*Work request*: Only the lines from the one containing "[spot] the sliding" through the end of the data below should be copied, each exactly as written and with both ends kept.

————————

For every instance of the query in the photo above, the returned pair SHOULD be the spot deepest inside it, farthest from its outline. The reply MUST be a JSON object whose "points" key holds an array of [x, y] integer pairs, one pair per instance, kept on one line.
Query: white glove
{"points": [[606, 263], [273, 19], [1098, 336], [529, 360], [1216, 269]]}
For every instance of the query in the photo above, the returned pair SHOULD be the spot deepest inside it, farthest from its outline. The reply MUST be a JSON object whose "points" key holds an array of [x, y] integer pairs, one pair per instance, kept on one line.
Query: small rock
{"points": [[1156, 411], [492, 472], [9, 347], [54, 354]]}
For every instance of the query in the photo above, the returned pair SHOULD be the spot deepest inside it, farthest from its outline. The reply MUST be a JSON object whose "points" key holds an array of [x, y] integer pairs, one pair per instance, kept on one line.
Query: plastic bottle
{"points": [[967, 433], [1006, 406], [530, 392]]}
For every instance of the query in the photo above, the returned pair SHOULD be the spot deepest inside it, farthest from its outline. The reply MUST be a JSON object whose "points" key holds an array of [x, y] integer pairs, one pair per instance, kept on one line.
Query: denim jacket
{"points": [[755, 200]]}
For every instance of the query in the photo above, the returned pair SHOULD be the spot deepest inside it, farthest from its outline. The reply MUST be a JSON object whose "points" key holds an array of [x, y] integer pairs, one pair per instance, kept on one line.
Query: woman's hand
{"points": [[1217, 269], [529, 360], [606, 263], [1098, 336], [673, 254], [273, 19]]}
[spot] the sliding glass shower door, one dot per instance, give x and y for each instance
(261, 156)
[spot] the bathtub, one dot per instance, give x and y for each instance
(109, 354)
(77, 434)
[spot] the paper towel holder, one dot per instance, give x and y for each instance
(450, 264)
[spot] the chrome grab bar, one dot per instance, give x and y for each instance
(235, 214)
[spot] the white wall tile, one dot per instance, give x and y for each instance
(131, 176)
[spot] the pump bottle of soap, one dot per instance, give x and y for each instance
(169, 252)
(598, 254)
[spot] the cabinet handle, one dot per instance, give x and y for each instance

————————

*Response*:
[spot] the sliding glass shower door, one dot per instance, give x and y for each instance
(261, 156)
[spot] the bathtub, one dot per instance, give x and y for each instance
(109, 354)
(77, 434)
[spot] the paper towel holder, one dot per instance, give x and y for each instance
(450, 264)
[spot] the chrome grab bar, one dot per instance, give x and y for each instance
(235, 214)
[spot] the white wall tile, one dot per instance, give x and y for each instance
(131, 176)
[spot] the pump bottle of soap, one dot per instance, give x and y for each instance
(169, 252)
(598, 254)
[spot] the cabinet handle, one dot per instance, give x and y for each instance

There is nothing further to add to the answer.